Extrait.
Un rapport publié la semaine dernière par l’association caritative britannique War on Want met en lumière l’essor florissant des sociétés de sécurité qui emploient des « mercenaires » et leur présence grandissante sur les zones de conflits à travers le monde. Depuis quelques années, dans le sillage de « la guerre contre le terrorisme » engagée en Irak et en Afghanistan, le nombre d’entreprises militaires privées et leurs bénéfices se sont multipliés.
Depuis 15 ans, avec l’invasion de l’Afghanistan et de l’Irak par les Etats-Unis et leurs alliés, puis le retrait progressif des armées régulières, les sociétés militaires privées (SMP) ont engrangé des milliards de dollars sur différents théâtres de guerre à travers le monde. C’est en tout cas les conclusions d’un rapport de l’organisation caritative War on Want, qui dénonce une industrie florissante échappant à tout contrôle.

Données fournies.
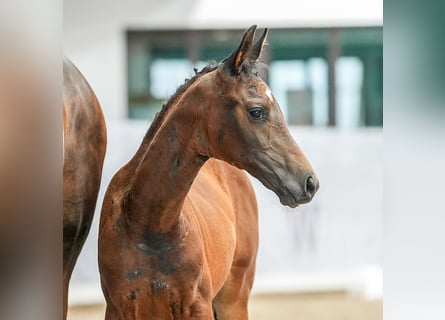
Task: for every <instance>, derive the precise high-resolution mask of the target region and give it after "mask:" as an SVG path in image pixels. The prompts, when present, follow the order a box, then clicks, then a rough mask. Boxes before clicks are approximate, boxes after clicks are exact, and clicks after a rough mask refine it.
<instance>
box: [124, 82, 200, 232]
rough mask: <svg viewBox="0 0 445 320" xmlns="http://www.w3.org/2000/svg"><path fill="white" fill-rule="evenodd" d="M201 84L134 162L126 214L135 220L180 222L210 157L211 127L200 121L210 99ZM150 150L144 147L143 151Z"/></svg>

* * *

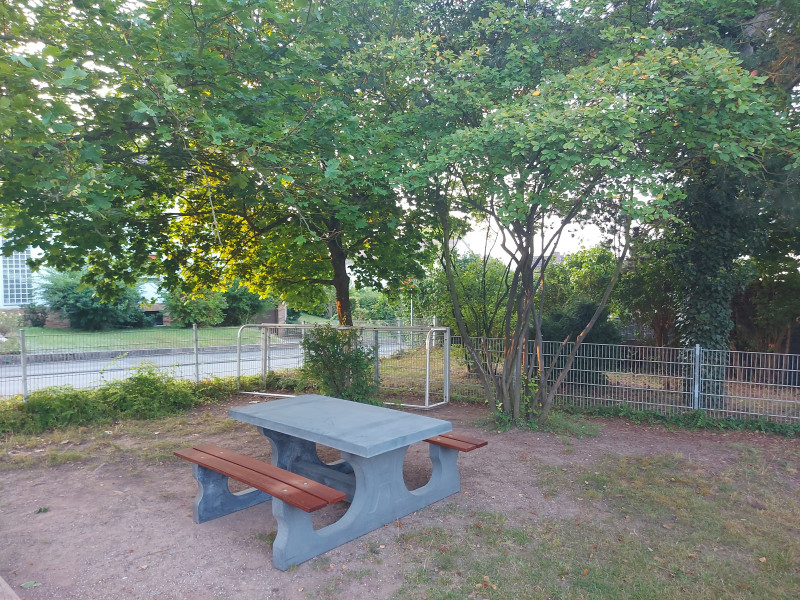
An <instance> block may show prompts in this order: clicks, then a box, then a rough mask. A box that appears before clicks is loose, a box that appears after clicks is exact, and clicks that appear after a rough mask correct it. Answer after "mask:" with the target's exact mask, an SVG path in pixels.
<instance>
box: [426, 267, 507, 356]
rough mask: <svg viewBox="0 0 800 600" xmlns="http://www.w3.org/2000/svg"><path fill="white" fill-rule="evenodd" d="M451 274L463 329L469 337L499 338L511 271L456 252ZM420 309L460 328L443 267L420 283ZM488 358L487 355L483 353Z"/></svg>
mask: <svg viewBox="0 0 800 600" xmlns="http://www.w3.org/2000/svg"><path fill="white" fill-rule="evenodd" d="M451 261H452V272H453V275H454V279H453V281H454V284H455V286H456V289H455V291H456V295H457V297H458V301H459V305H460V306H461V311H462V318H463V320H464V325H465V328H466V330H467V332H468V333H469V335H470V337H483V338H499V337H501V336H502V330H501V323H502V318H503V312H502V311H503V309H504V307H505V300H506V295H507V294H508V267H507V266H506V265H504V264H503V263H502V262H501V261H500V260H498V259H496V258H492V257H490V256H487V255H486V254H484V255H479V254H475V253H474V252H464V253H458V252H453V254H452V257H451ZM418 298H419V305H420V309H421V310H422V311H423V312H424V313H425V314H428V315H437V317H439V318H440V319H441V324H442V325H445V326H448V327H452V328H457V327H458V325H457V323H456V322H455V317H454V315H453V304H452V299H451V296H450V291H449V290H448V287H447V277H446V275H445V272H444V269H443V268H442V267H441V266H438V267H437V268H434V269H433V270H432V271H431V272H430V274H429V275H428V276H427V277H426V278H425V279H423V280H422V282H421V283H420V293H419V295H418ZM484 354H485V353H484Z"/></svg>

Consignes.
a - Recopiez le passage de l'article sur les sociétés militaires privées qui commence par « Un rapport publié » et va jusqu'à « se sont multipliés. ».
b - Écrivez la suite de l'article sur les sociétés militaires privées, juste après sa dernière phrase.

Réponses aux consignes.
a -
Un rapport publié la semaine dernière par l’association caritative britannique War on Want met en lumière l’essor florissant des sociétés de sécurité qui emploient des « mercenaires » et leur présence grandissante sur les zones de conflits à travers le monde. Depuis quelques années, dans le sillage de « la guerre contre le terrorisme » engagée en Irak et en Afghanistan, le nombre d’entreprises militaires privées et leurs bénéfices se sont multipliés.

b -
Selon John Hilary, le directeur exécutif de War on Want, « le fait que les gouvernements et les entreprises aient recours à des armées privées était autrefois une exception. C’est aujourd’hui devenu la norme, les Etats et les sociétés refusant d’assumer la responsabilité de l’usage de la violence et de la force ». Dans un communiqué de l’association, il s’inquiète de « l’augmentation alarmante du nombre de mercenaires qui combattent dans des zones de conflits à travers le monde » et dénonce « le retour des “chiens de guerre”. »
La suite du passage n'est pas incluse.